Given exercise
Copy every row below word for word, but leave out the pictures.

┌─ Given information

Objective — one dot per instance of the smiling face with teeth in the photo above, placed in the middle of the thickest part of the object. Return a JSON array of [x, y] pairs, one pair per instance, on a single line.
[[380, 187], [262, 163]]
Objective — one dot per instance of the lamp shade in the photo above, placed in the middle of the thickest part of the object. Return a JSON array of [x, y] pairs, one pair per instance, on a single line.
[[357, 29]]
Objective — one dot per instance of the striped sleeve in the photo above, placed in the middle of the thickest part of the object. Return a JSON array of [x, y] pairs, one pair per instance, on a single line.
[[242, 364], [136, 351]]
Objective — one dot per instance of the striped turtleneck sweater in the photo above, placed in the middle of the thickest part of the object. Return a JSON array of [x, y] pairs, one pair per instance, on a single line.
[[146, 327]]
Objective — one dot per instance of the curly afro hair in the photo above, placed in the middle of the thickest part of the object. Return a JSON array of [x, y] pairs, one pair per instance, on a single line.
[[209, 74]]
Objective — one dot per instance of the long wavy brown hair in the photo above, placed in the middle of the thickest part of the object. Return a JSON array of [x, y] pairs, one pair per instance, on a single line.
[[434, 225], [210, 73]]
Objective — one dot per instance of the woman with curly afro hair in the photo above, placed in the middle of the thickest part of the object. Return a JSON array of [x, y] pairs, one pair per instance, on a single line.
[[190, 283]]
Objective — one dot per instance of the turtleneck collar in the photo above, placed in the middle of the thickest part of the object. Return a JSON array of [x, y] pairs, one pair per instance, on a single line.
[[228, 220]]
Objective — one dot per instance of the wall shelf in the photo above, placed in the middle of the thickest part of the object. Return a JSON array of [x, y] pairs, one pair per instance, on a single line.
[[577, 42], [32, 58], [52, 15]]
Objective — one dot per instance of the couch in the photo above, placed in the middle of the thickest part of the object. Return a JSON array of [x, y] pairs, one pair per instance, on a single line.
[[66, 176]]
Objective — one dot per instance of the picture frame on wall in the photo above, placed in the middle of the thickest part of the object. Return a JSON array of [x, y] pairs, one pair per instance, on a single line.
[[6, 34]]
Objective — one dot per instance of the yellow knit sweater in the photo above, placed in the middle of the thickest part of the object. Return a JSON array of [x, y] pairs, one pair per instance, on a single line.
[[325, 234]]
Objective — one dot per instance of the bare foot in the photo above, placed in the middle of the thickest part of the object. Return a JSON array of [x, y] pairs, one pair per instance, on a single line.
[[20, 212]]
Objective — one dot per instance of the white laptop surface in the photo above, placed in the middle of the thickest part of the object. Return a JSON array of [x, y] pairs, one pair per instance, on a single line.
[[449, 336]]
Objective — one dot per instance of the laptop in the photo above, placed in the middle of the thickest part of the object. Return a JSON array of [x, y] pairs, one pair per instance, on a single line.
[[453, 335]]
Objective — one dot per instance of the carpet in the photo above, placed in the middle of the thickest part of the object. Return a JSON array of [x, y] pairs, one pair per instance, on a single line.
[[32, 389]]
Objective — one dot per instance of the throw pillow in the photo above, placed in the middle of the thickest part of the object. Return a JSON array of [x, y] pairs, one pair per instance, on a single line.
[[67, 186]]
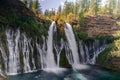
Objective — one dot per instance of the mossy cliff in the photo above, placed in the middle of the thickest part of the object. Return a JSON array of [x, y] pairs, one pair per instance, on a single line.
[[15, 14]]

└─

Reply to the exercise
Objective — one dot per instance of the smiling face with teeth in the photo above, placed in the middle of the thickest part of the object. Return a JSON array of [x, y] pairs, one pair per instance, on a single line.
[[380, 187], [262, 163]]
Objective — one dot per instance of the lamp shade in the photo above, placed in the middle of the thickest part of the object. Return a JSON array of [x, y] pairs, one pair per instance, on a single line.
[[357, 29]]
Objective — one dot per instance of the striped sleeve in the photo above, placed in the middle of the thickest part of the object. Return a JSON array of [x, y] pairs, one pair per instance, on a single line.
[[242, 364], [136, 351]]
Objective — one dot per instance of the striped turtleneck sweater in the photo above, placed in the middle of the thickest part of the object. Return a JSON array of [x, y] pairs, one pair per instance, on a single line.
[[146, 327]]
Objective — one dot per instance of the curly afro hair in the photo above, placed in the middle of the thickest part of the object. Return a JSON array of [x, y] pairs, one pair per instance, on a single line.
[[209, 74]]
Objective — one dot per instance of the long wavy brown hair in the photo above, placed in the middle of the thickest part of the object. Return a JSON array of [x, y] pairs, one pair per instance, on a single line.
[[434, 225], [210, 73]]
Objective — one dot per instance of the woman with curly afro hair in the photo above, placed in the middle of the thickest part of the object. Return a JSON array of [x, y] pairs, one pair per instance, on a single line.
[[190, 283]]
Objective — one dot per instance of the turtleneck collar in the photo above, placed in the middle of the thickest part of the object. Return a JSON array of [x, y] pairs, one pair per instance, on a single line.
[[228, 220]]
Objective — one dot per instance of the wall shelf in the photo above, placed in the middle of the thickest part of the object. Return a JSON array of [x, y] pairs, one pair per instance, on a single line.
[[577, 42], [32, 58], [52, 15]]
Objective — one dot per instance of the couch in the photo above, placed in the middle of the thickest part of the object. Return a JSON array of [x, y] pairs, one pair per instance, on a single line.
[[66, 176]]
Objective — one dot per instance of the picture frame on wall in the photo above, placed in the middle of the thickest part of the object. Return a JSON array of [x, y] pairs, one pair per instance, on a single line.
[[6, 34]]
Objective — one dot per instance of the yellow knit sweater in the photo above, placed in the middle of the thickest part of the object. Return a JSON array of [x, y] pairs, one pair per instance, on a single line.
[[325, 234]]
Objective — one dot per instance of the bare foot in the photo above, placed in the middle of the thickest part of the object. Return a JSON array of [x, y] pairs, one pair per instance, on a single line.
[[20, 212]]
Objective — one dot per instance of the white laptop surface in the photo above, placed in the middle of the thickest part of the object. Return a JSON array of [x, y] pairs, one pair per instance, on a single line.
[[449, 336]]
Objective — one dot per instance of the laptop in the photo above, placed in the middle of the thickest part of the object. Return a JSON array of [x, y] pairs, one pair per instance, on a single line.
[[453, 335]]
Objective — one dot per instance of the carpet in the photo above, placed in the middle of the thickest part of the object. Return a JSON array of [x, y] pairs, one pair per instance, on a single line.
[[32, 389]]
Objective — one dot per instance of the throw pillow in the photo above, placed in the middle of the thickest part of the object. Return a JSON array of [x, y] pairs, one pair per instance, on a single line.
[[67, 186]]
Objective — one dot per instance of the mossy cliff in the photo above, placed in the middle of the thickest part of the object. Return a JSON array of [x, y] pairs, one pair per instance, on a single line.
[[15, 14]]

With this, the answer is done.